[STATED PROBLEM] Copy out the material below, putting "image coordinates" in place of every "pixel coordinates" and leaving everything else unchanged.
○ ○ ○ ○
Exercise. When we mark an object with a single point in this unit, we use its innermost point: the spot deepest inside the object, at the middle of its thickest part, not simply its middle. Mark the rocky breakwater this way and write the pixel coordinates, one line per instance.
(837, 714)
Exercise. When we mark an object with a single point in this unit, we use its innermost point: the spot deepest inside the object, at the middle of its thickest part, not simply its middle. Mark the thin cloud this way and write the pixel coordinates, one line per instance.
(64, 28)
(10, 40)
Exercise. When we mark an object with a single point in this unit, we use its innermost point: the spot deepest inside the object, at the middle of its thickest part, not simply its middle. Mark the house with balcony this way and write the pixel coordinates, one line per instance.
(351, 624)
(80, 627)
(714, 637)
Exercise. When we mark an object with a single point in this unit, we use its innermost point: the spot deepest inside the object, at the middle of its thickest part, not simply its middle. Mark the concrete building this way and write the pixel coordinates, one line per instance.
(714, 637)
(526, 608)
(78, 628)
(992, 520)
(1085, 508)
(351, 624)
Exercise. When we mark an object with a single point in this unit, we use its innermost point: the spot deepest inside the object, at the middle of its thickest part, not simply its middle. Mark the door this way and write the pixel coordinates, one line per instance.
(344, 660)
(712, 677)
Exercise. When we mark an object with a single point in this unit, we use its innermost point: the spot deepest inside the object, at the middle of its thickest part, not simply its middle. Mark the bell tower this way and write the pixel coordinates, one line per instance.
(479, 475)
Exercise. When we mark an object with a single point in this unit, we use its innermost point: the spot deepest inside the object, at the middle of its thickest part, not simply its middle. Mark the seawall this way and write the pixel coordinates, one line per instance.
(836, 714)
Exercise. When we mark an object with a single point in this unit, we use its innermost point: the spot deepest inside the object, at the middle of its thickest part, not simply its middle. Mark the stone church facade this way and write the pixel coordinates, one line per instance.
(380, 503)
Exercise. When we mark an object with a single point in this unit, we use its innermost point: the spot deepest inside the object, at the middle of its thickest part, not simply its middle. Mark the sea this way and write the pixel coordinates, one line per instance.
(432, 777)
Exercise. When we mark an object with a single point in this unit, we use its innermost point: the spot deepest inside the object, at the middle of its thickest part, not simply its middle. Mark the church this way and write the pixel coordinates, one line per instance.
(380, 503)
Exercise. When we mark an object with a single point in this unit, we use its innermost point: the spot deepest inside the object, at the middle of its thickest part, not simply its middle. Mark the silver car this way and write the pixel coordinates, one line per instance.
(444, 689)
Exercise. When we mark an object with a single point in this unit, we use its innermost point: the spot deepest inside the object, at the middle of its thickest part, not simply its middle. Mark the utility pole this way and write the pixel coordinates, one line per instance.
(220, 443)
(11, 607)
○ ○ ○ ○
[RESULT OF THE TASK]
Exercise. When we mark an object with a single point in this unit, we use its innermost point: the spot deepest inside the object, at the middle of its thickest part, not simply its middle. Mark the rocky breakwater this way and write the image coordinates, one line per instance.
(837, 714)
Exercise. When we mark an object with a single point in this unit, we use its innermost point: the spot deepest inside the object, at the middle of its thickest part, not simply its middle. Mark the thin cloud this way and write the image coordinates, one line per instance.
(64, 28)
(10, 40)
Exercise. When we mark an object with a single point in this unit, we use its innermost point: the spot deepest inside the object, at the middle of its thickest part, not simply its middle. Mark the house with balcony this way and write the image coordinates, one line per instance.
(351, 624)
(80, 627)
(714, 637)
Exercise. When we mark an object with a single point in this unit, we use its innermost point: the spot deepest inside the object, at the middle of its thickest part, not simply its middle. Mark the concrete building this way and write the image coordinates, one line per instance.
(714, 637)
(526, 608)
(78, 628)
(992, 520)
(1085, 508)
(351, 624)
Exercise. When we mark an object with a single point in this unit, we use its innermost point: the spot deepest inside the object, at the middle of its thickest part, not simply its middle. Mark the door this way and write the image coordinates, one line per instance.
(344, 660)
(712, 677)
Exercise. When we mark an object with a single point in this unit, we use its innermost point: the spot deepest inside the object, at the middle of its thickest part, not simply its middle. Mark the bell tower this way and write the image coordinates, one line per instance.
(479, 475)
Exercise. When we mark an object with a single point in this unit, we use its innermost point: the spot deepest inside the object, at the middle of its thickest part, not simply its middle. Mark the seawall this way and write the image coordinates, one line per instance.
(836, 714)
Exercise. When we mark an object with a single point in this unit, we use its innermost point: the spot deepest inside the object, at the middle of its thickest part, not simply its middle. Mark the stone church facade this way and write the image coordinates, one line per instance.
(380, 503)
Exercise. When we mark an object with a single point in this unit, we use its innermost point: the spot deepest inside the object, at the middle of its thickest part, not simply its middle. Mark the sea this way and write the image coordinates, one line per instance.
(432, 777)
Exercise. When we mark an object with a single point in this unit, we use its innermost point: the spot deepest inside the object, at the middle of its thickest part, not simply its middle. Mark the church this way and write the image coordinates, one line per instance.
(380, 503)
Exercise. When we mark an object with a single point in this unit, we use its innermost point: the spot deepest inside the object, at the middle of its thickest part, not simply its middle. Mark the silver car this way and write the image coordinates, one line per instance.
(444, 689)
Exercise. When we mark an object with a single point in this unit, we use its innermost point: the spot deepest inside the object, at the middle of its thickest part, not simply its middle. Mark the utility pole this way and write the image coordinates, one line per instance.
(220, 443)
(11, 607)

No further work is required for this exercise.